Position identification records:

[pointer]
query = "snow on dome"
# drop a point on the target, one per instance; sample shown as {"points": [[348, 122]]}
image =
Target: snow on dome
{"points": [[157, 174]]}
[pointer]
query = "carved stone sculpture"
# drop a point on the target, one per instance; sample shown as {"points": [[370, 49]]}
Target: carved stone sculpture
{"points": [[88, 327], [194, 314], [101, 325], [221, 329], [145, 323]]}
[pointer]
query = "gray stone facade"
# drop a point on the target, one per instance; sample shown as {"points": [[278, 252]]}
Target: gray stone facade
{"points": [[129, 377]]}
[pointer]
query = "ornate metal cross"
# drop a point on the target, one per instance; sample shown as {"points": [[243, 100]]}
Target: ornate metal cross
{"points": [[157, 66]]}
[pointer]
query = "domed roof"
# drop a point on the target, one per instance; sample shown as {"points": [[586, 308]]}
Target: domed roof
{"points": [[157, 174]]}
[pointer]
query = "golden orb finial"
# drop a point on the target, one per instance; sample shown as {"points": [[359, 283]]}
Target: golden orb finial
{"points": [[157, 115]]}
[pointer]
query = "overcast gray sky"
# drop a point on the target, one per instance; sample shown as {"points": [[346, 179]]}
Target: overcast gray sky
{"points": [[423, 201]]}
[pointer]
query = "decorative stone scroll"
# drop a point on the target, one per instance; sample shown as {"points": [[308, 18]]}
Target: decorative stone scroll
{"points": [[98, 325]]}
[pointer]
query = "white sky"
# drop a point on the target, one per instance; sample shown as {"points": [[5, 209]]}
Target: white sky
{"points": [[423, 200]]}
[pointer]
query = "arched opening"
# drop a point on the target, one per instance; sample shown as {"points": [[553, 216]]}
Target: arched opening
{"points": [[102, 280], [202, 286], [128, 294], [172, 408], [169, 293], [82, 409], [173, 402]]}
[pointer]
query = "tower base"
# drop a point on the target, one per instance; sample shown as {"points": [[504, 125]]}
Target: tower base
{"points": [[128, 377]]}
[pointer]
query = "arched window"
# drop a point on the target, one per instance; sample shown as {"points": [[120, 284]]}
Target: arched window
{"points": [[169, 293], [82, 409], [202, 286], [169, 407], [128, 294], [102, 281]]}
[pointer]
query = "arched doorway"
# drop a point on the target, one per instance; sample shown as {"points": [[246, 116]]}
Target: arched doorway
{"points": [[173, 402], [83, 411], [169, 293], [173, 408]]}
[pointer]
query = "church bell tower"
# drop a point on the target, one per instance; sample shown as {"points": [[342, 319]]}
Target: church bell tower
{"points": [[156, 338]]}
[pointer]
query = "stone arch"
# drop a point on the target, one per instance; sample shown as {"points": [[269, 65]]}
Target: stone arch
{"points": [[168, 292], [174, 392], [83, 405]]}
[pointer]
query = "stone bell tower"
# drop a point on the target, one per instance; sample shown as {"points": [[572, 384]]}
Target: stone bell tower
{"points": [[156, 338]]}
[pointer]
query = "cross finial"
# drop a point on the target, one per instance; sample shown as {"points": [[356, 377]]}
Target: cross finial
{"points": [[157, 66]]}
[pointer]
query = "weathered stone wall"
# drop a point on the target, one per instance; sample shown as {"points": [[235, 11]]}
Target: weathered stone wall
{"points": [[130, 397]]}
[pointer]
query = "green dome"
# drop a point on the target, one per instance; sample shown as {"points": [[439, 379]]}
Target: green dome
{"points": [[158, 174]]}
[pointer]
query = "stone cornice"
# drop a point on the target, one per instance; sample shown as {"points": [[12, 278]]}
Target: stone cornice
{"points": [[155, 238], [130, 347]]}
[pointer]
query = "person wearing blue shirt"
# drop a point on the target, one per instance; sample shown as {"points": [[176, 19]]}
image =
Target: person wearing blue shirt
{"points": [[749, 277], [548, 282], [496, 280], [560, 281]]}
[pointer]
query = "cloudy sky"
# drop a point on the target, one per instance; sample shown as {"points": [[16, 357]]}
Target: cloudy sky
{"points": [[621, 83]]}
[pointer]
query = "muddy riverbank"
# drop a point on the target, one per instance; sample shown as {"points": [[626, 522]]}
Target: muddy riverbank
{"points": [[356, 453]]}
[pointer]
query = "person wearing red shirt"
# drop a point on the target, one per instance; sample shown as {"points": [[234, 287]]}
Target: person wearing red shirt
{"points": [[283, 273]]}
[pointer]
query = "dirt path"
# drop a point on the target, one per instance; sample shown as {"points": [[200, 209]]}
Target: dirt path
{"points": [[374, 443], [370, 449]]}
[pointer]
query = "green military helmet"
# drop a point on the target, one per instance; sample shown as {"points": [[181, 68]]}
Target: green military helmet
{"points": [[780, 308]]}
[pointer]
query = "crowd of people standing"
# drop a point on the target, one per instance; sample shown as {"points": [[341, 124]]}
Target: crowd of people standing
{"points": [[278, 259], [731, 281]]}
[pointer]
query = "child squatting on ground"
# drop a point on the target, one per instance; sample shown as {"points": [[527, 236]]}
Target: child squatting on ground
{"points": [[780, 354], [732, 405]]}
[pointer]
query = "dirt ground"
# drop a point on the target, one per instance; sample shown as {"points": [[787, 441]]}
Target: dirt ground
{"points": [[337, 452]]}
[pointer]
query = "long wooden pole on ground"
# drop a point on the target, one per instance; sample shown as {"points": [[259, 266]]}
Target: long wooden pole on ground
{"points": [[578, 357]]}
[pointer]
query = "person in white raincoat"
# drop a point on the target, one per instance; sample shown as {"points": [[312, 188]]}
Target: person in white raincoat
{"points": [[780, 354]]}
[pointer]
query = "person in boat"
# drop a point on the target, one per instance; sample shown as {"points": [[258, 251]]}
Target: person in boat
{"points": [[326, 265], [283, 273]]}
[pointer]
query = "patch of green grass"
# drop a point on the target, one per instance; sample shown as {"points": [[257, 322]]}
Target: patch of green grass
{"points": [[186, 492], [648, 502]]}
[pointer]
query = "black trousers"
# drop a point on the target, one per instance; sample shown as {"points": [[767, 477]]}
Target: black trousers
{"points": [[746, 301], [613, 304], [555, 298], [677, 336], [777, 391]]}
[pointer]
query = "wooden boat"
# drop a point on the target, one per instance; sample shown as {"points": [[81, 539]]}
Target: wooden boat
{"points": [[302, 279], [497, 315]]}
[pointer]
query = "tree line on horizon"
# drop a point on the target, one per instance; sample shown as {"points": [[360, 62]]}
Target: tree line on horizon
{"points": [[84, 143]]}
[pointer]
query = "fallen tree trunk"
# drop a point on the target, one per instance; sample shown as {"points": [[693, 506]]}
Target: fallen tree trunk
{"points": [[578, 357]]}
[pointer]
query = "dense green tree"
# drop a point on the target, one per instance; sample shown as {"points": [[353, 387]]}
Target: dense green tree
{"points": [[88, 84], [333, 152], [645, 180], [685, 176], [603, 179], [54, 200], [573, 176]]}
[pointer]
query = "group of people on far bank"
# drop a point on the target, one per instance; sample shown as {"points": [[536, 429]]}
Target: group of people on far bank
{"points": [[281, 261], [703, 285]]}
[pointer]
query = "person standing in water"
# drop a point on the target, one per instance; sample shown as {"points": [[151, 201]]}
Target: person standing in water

● **Required task**
Give all the records again. Match them exactly.

● **Finished task**
[pointer]
query = "snow on dome"
# drop a point on the target, one per instance; sample shown as {"points": [[348, 122]]}
image =
Target: snow on dome
{"points": [[157, 174]]}
[pointer]
query = "carved stone sculpture"
# drop a point on the target, one per instance; sample shown as {"points": [[370, 49]]}
Target: carved stone sculpture
{"points": [[88, 327], [194, 314], [101, 325], [221, 329], [145, 323]]}
[pointer]
query = "gray stone facade"
# drop a point on the target, one per instance; sample shown as {"points": [[278, 252]]}
Target: gray stone facade
{"points": [[129, 377]]}
[pointer]
query = "ornate metal cross"
# drop a point on the target, one per instance; sample shown as {"points": [[243, 100]]}
Target: ornate metal cross
{"points": [[157, 66]]}
[pointer]
query = "domed roof"
# drop a point on the target, one per instance; sample shown as {"points": [[586, 308]]}
Target: domed roof
{"points": [[157, 174]]}
[pointer]
query = "golden orb finial"
# drop a point on the target, one per instance; sample shown as {"points": [[359, 283]]}
Target: golden orb finial
{"points": [[157, 115]]}
[pointer]
query = "overcast gray sky"
# drop a point on the target, one per instance; sample shown as {"points": [[346, 179]]}
Target: overcast gray sky
{"points": [[423, 201]]}
[pointer]
query = "decorative stone scroll"
# drop a point on the target, one per instance; sample shown as {"points": [[308, 18]]}
Target: decorative stone scroll
{"points": [[98, 325]]}
[pointer]
query = "white sky"
# drop a point on the target, one per instance; sample shown as {"points": [[5, 209]]}
Target: white sky
{"points": [[423, 200]]}
[pointer]
query = "arched opening"
# drop a point on the target, one per instance; sample shown as {"points": [[553, 216]]}
Target: arched opening
{"points": [[102, 280], [202, 286], [128, 294], [172, 408], [169, 293], [82, 409], [173, 402]]}
[pointer]
query = "tower base"
# drop a point on the target, one per instance; sample shown as {"points": [[504, 125]]}
Target: tower base
{"points": [[128, 377]]}
[pointer]
query = "arched window"
# drop a point on the target, one per instance; sample shown as {"points": [[120, 284]]}
Target: arched window
{"points": [[169, 293], [82, 409], [202, 286], [169, 407], [128, 294], [102, 281]]}
[pointer]
query = "arched doorway"
# drop a point on the target, one per instance; sample shown as {"points": [[246, 116]]}
Target: arched doorway
{"points": [[173, 402], [83, 411], [169, 293], [173, 408]]}
[pointer]
query = "church bell tower"
# drop a point on the target, one per instance; sample shown as {"points": [[342, 319]]}
Target: church bell tower
{"points": [[156, 338]]}
[pointer]
query = "stone arch"
# drop a point on the target, one per instance; sample shown as {"points": [[269, 65]]}
Target: stone arch
{"points": [[168, 292], [174, 392], [83, 405]]}
[pointer]
query = "stone bell tower"
# drop a point on the target, one per instance; sample shown as {"points": [[572, 384]]}
Target: stone bell tower
{"points": [[156, 338]]}
[pointer]
query = "cross finial"
# drop a point on the target, one per instance; sample shown as {"points": [[356, 377]]}
Target: cross finial
{"points": [[157, 66]]}
[pointer]
query = "weathered stone wall"
# drop a point on the target, one per instance; sample shown as {"points": [[235, 11]]}
Target: weathered stone wall
{"points": [[130, 397]]}
[pointer]
query = "green dome"
# drop a point on the target, one per instance; sample shown as {"points": [[439, 379]]}
Target: green dome
{"points": [[158, 174]]}
[pointer]
query = "stone cornice"
# drop a point on the target, one per instance; sample shown as {"points": [[12, 278]]}
Target: stone cornice
{"points": [[155, 238], [130, 347]]}
[pointer]
query = "person wearing blue shirt"
# drop a point on the target, one per instance; sample shown as {"points": [[176, 19]]}
image =
Target: person wearing blue shirt
{"points": [[749, 277], [548, 282], [496, 280], [560, 281]]}
[pointer]
query = "cloudy sky"
# drop a point on the target, one per instance; sample shown as {"points": [[16, 357]]}
Target: cloudy sky
{"points": [[621, 83]]}
[pointer]
query = "muddy riverbank"
# drop a point on the target, one per instance; sample shown as {"points": [[626, 522]]}
Target: muddy riverbank
{"points": [[356, 453]]}
[pointer]
query = "person wearing red shirt"
# drop a point on the target, one per instance; sample shown as {"points": [[234, 287]]}
Target: person wearing red shirt
{"points": [[283, 273]]}
[pointer]
query = "dirt path"
# drop a point on the target, one per instance; sample shown as {"points": [[200, 209]]}
Target: dirt path
{"points": [[374, 443], [370, 449]]}
[pointer]
query = "green military helmet"
# drop a point on the target, one per instance; sample shown as {"points": [[181, 68]]}
Target: green military helmet
{"points": [[780, 308]]}
[pointer]
query = "crowd of people standing"
# drop a point on the target, one per instance; sample shown as {"points": [[341, 124]]}
Target: crowd of people standing
{"points": [[278, 259], [731, 281]]}
[pointer]
query = "child squatting on ground"
# drop a point on the target, one per instance; sample shown as {"points": [[527, 236]]}
Target: child squatting on ground
{"points": [[780, 354], [732, 405]]}
[pointer]
query = "dirt ground"
# drop a point on the target, one per instance; sample shown as {"points": [[787, 441]]}
Target: dirt ground
{"points": [[337, 452]]}
[pointer]
query = "long wooden pole on ground"
# drop a point on the target, one per instance; sample shown as {"points": [[259, 266]]}
Target: long wooden pole on ground
{"points": [[578, 357]]}
[pointer]
query = "person in white raincoat"
# drop a point on the target, one per instance; sample shown as {"points": [[312, 188]]}
Target: person in white raincoat
{"points": [[780, 354]]}
[pointer]
query = "person in boat"
# drop a point on the target, one per instance; sample shown as {"points": [[258, 251]]}
Target: person in boat
{"points": [[326, 265], [283, 273]]}
[pointer]
query = "patch of green grass"
# drop a point on the target, one per instance; sample shown as {"points": [[257, 322]]}
Target: patch of green grass
{"points": [[186, 492], [648, 502]]}
[pointer]
query = "black trousers"
# drop a point on the target, one per instance; sample shown as {"points": [[767, 477]]}
Target: black trousers
{"points": [[746, 301], [613, 304], [555, 298], [677, 336], [777, 391]]}
[pointer]
query = "wooden boat"
# drop a point on the target, one per instance; sample shown as {"points": [[81, 539]]}
Target: wooden boat
{"points": [[302, 279], [497, 315]]}
[pointer]
query = "tree line on horizon"
# drop a point on the target, one per instance; sample shown as {"points": [[360, 62]]}
Target: tree line on horizon
{"points": [[84, 143]]}
[pointer]
query = "fallen tree trunk"
# drop a point on the target, one per instance; sample shown as {"points": [[693, 506]]}
Target: fallen tree trunk
{"points": [[578, 357]]}
[pointer]
query = "dense green tree"
# drop a point on the target, one per instance; sample shown as {"points": [[353, 387]]}
Target: dense green tree
{"points": [[88, 84], [333, 152], [645, 180], [685, 176], [603, 179], [54, 200], [573, 176]]}
[pointer]
query = "group of people on far bank"
# drop a point on the target, one per instance; sample shown as {"points": [[536, 429]]}
Target: group of people on far bank
{"points": [[281, 261], [703, 285]]}
[pointer]
query = "person standing in water"
# drop a point on the target, one per instance; sample shown as {"points": [[151, 201]]}
Target: person standing in water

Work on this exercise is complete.